- [Required tasks]:
A – In the AI forum thread, list every phrase in the paragraph beginning "There is an impending crisis" in which "Western" or "Chinese" is followed by the noun phrase it modifies.
B – For the AI forum thread, say whether each statement agrees with it, and quote the words that decide it: (i) iewgnem's post says the bench gives DeepSeek a cost of $4 for 50k tokens; (ii) Eventine expects DeepSeek to score well above 10%; (iii) Eventine traces the coming crisis to Chinese frontier models challenging Western ones on raw capability.
C – Print the stretch of the AI forum thread from "Artificial Intelligence thread" through "view URLs content!".

- [Excerpted text]:

========

Artificial Intelligence thread

Eventine · Jun 8, 2026

iewgnem said:
This again? The bench that claims DS cost $4 for 50k tokens? Yeah we know western models are desperate to keep their scam up, but they could use more effort when faking their benches.

Or maybe they used their own models to fake the bench, which would make it even more ironic.

Please, Log in or Register to view URLs content!

You should read the update, he made a mistake in his evaluation of the benchmark. Deep Seek is unlikely to be much better than 10%. It is a fact that Western frontier models are superior on difficult tasks from a raw capability perspective; the question is whether the costs of running them are worth the value being delivered as the vast majority of productivity gains aren’t from the hardest problems & productivity gains don’t necessarily translate to higher $$$ either in the software industry.

There is an impending crisis in the agentic AI industry, but it is not because Chinese frontier models are challenging Western frontier models on raw capability. It is because Western hyper scalers and their investors are being absolutely taken for a ride by hardware makers, and the return on value on raw capability is rapidly diminishing. Expect to see a shift, soon, to more "efficient" and "cost effective" models on the Western side, as well; then we will see if China can truly squeeze them out of the game.

iewgnem · Jun 8, 2026

Eventine said:
You should read the update, he made a mistake in his evaluation of the benchmark. Deep Seek is unlikely to be much better than 10%. It is a fact that Western frontier models are superior on difficult tasks from a raw capability perspective; the question is whether the costs of running them are worth the value being delivered as the vast majority of productivity gains aren’t from the hardest problems & productivity gains don’t necessarily translate to higher $$$ either in the software industry.

========

- [Given information]:
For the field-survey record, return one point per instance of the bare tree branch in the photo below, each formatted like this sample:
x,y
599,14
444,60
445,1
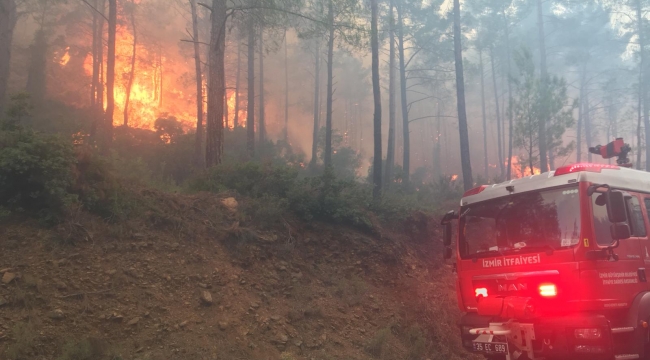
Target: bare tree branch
x,y
92,7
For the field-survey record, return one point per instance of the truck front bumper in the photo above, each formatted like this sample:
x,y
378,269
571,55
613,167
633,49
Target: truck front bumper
x,y
580,336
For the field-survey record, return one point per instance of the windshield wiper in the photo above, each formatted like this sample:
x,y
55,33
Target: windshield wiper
x,y
476,255
549,249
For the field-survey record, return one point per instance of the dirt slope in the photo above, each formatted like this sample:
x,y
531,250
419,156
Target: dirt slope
x,y
187,277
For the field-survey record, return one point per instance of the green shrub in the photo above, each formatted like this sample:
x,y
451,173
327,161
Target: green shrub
x,y
252,179
36,173
330,199
266,211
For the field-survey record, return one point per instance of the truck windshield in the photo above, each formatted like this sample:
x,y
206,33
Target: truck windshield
x,y
524,222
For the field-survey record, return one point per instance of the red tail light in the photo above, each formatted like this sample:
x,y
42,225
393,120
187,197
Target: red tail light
x,y
584,167
475,190
548,290
480,292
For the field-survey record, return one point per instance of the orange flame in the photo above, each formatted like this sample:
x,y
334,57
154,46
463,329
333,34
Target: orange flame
x,y
65,59
520,170
149,99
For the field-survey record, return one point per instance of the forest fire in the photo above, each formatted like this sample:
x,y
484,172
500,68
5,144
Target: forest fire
x,y
520,170
160,86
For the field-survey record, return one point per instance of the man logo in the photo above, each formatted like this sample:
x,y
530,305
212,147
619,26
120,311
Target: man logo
x,y
512,287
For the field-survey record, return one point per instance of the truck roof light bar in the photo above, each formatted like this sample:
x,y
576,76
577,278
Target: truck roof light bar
x,y
569,169
475,190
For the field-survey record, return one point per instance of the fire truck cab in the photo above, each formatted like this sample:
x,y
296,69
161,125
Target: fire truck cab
x,y
556,265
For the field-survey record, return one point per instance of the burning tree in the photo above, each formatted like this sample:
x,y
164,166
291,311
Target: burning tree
x,y
536,101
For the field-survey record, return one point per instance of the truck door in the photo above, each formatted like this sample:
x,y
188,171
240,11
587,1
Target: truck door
x,y
643,217
617,283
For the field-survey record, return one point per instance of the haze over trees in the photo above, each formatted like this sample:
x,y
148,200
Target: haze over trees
x,y
396,93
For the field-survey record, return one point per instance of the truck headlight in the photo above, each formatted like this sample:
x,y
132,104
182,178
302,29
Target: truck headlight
x,y
588,334
589,349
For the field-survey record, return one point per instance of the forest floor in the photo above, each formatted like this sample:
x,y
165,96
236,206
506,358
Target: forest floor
x,y
185,279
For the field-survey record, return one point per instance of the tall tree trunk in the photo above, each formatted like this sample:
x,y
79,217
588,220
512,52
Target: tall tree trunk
x,y
543,120
160,84
437,168
37,70
496,103
643,88
406,135
580,117
485,153
129,87
638,127
262,119
390,151
330,91
226,115
110,72
510,110
235,121
376,90
587,119
314,142
95,77
286,89
216,86
198,143
250,110
99,101
468,180
8,19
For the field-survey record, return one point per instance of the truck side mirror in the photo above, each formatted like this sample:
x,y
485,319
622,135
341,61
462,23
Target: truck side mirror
x,y
616,207
446,234
620,231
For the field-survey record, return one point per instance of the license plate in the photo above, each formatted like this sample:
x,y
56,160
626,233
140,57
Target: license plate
x,y
491,348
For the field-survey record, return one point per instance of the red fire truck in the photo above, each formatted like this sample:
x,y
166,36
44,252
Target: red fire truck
x,y
554,266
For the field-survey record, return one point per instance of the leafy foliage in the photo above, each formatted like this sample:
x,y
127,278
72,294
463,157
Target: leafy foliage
x,y
35,173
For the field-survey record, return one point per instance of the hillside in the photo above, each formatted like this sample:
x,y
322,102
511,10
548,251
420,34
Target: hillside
x,y
186,280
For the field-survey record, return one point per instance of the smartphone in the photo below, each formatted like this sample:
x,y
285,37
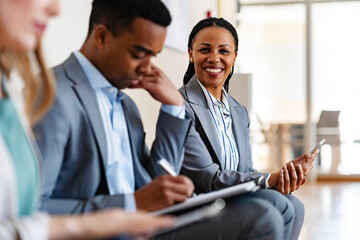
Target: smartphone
x,y
318,145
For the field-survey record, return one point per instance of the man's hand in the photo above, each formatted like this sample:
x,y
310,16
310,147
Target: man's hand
x,y
163,191
160,87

========

- [Answers to the exercise]:
A –
- Chinese frontier models
- Western frontier models
- Western hyper scalers
- Western side

B –
(i) Yes: "The bench that claims DS cost $4 for 50k tokens?"
(ii) No: "Deep Seek is unlikely to be much better than 10%."
(iii) No: "it is not because Chinese frontier models are challenging Western frontier models on raw capability."

C –
Artificial Intelligence thread

Eventine · Jun 8, 2026

iewgnem said:
This again? The bench that claims DS cost $4 for 50k tokens? Yeah we know western models are desperate to keep their scam up, but they could use more effort when faking their benches.

Or maybe they used their own models to fake the bench, which would make it even more ironic.

Please, Log in or Register to view URLs content!